• PAGE EXCERPT:
You can test this locally with the following command:

git-clang-format --diff d4ae7ee662d2f318c0e4105c674e0634733b48eb c43971843a566d4aeb5cddaa3e3a90c7be52390a -- llvm/include/llvm/CodeGen/ExpandComplex.h llvm/lib/CodeGen/ExpandComplex.cpp llvm/include/llvm/CodeGen/ISDOpcodes.h llvm/include/llvm/CodeGen/Passes.h llvm/include/llvm/CodeGen/TargetLowering.h llvm/include/llvm/IR/IRBuilder.h llvm/include/llvm/InitializePasses.h llvm/lib/CodeGen/SelectionDAG/LegalizeVectorTypes.cpp llvm/lib/CodeGen/SelectionDAG/SelectionDAGBuilder.cpp llvm/lib/CodeGen/SelectionDAG/SelectionDAGDumper.cpp llvm/lib/CodeGen/TargetPassConfig.cpp llvm/lib/IR/IRBuilder.cpp llvm/lib/IR/Verifier.cpp llvm/lib/Target/X86/X86ISelLowering.cpp llvm/lib/Target/X86/X86ISelLowering.h

View the diff from clang-format here.

• TASKS TO PERFORM:
(a) In the clang-format note, which option is passed to git-clang-format in the command for testing locally?
(b) How many lines of the records contain the word "chimney"? Reply with the number only.

• SUPPLIED DATA:
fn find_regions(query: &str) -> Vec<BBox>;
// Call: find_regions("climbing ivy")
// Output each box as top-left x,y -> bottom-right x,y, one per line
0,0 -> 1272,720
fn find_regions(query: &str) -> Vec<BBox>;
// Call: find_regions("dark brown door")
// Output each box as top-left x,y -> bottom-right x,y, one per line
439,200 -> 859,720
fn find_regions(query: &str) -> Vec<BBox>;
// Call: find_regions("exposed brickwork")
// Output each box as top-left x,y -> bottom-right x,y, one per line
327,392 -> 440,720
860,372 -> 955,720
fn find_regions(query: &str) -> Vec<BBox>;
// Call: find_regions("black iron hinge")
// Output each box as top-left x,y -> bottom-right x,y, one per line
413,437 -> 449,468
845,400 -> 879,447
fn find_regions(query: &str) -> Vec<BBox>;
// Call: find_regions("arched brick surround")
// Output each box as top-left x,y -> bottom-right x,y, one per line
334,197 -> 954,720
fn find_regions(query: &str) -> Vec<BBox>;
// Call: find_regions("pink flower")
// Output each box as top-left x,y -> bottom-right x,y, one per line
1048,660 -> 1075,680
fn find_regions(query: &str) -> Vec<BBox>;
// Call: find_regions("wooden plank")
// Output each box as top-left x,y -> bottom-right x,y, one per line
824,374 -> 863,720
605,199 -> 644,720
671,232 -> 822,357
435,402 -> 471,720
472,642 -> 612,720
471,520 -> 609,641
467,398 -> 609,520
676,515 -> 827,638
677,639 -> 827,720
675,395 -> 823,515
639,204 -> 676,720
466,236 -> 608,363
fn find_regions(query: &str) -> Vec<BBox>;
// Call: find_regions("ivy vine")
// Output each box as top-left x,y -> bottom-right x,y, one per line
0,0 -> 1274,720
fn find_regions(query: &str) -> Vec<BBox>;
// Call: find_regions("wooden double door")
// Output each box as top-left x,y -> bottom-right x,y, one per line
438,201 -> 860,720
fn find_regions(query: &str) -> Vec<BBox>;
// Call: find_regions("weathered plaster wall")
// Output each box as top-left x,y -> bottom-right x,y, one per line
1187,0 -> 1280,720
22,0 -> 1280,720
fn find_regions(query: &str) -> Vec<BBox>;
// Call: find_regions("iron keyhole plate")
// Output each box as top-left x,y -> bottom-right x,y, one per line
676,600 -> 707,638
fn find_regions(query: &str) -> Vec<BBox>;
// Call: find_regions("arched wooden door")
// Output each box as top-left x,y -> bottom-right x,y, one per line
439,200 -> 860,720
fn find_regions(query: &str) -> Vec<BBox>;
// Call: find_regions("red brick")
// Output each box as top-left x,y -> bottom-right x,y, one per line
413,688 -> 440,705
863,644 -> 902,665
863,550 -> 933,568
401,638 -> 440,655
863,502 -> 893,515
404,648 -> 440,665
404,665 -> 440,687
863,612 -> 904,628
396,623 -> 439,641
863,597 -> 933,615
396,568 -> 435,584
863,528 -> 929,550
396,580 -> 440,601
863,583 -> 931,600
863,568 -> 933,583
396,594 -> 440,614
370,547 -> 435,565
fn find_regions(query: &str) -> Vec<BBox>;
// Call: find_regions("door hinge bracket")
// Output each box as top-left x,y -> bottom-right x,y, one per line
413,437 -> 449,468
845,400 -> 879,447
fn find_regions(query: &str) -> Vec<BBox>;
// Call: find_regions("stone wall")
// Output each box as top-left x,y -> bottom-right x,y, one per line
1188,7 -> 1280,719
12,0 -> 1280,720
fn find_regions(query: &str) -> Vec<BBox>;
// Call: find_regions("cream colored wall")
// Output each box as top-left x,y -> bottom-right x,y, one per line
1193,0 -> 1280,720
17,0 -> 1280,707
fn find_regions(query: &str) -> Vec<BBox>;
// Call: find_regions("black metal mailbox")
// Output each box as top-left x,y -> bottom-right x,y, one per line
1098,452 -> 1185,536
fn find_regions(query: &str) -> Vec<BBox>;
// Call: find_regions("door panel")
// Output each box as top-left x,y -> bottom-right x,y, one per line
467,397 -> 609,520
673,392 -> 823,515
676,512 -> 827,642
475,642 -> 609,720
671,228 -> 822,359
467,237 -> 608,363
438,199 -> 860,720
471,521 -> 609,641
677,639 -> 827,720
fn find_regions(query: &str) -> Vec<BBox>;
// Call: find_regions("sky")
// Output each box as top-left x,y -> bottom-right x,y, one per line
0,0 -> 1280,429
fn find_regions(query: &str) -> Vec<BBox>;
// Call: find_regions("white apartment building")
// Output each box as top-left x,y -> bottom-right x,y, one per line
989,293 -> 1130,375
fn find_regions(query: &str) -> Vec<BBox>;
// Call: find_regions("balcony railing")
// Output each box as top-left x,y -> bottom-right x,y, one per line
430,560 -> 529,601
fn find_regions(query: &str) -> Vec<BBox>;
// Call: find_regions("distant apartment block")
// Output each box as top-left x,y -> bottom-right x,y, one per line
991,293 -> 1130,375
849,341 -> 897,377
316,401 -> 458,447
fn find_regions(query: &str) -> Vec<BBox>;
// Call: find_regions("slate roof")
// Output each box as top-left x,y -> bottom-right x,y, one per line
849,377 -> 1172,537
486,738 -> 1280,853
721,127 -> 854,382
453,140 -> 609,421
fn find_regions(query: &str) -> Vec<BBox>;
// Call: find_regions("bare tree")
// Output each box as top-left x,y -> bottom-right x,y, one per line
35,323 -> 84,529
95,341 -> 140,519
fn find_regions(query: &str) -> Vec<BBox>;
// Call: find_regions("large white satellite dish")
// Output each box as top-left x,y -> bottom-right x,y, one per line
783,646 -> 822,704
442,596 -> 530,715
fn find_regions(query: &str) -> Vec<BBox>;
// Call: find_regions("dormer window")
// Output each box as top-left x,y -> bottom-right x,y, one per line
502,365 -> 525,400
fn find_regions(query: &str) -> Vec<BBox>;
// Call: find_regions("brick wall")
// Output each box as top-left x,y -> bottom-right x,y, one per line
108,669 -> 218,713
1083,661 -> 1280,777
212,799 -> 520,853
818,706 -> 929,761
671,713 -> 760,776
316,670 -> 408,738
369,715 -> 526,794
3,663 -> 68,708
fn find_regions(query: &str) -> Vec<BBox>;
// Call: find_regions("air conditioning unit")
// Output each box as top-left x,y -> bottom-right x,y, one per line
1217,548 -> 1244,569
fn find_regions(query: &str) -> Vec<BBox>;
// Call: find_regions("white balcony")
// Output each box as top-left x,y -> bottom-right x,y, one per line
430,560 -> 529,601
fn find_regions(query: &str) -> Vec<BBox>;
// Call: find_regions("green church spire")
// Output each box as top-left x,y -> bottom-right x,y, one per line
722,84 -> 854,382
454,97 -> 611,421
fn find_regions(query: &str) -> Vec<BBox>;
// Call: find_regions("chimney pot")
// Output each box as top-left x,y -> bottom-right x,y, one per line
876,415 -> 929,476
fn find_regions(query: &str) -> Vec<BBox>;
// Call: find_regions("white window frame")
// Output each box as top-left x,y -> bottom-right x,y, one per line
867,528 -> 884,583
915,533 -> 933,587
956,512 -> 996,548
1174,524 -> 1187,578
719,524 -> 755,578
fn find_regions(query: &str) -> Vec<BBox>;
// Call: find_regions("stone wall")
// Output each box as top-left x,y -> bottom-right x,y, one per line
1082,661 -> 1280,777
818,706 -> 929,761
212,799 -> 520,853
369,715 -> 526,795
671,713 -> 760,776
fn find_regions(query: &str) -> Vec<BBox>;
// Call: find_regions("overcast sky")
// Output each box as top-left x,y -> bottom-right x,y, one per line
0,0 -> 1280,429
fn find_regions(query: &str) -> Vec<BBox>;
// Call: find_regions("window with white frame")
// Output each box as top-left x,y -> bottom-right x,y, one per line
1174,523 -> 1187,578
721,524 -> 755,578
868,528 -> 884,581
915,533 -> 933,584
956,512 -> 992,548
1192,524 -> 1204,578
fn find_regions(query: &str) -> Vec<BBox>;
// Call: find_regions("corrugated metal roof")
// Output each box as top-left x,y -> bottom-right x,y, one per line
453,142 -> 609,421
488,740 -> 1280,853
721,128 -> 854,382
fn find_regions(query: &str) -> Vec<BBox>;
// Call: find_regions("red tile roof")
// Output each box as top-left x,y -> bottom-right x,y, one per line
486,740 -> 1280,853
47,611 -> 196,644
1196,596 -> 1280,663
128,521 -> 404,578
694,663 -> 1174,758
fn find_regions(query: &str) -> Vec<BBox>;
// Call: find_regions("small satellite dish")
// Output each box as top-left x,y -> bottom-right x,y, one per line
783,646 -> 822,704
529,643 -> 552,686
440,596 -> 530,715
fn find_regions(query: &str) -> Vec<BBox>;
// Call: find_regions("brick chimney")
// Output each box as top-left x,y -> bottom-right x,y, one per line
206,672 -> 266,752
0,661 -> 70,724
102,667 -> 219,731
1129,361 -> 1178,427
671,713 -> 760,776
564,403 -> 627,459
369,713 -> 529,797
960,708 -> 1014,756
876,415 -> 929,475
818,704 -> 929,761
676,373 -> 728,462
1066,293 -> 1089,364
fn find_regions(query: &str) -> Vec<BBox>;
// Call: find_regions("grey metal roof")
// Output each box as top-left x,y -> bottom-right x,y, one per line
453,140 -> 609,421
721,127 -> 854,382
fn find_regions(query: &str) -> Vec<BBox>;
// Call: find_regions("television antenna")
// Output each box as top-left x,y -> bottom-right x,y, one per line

• ANSWERS IN ORDER:
(a) --diff

(b) 2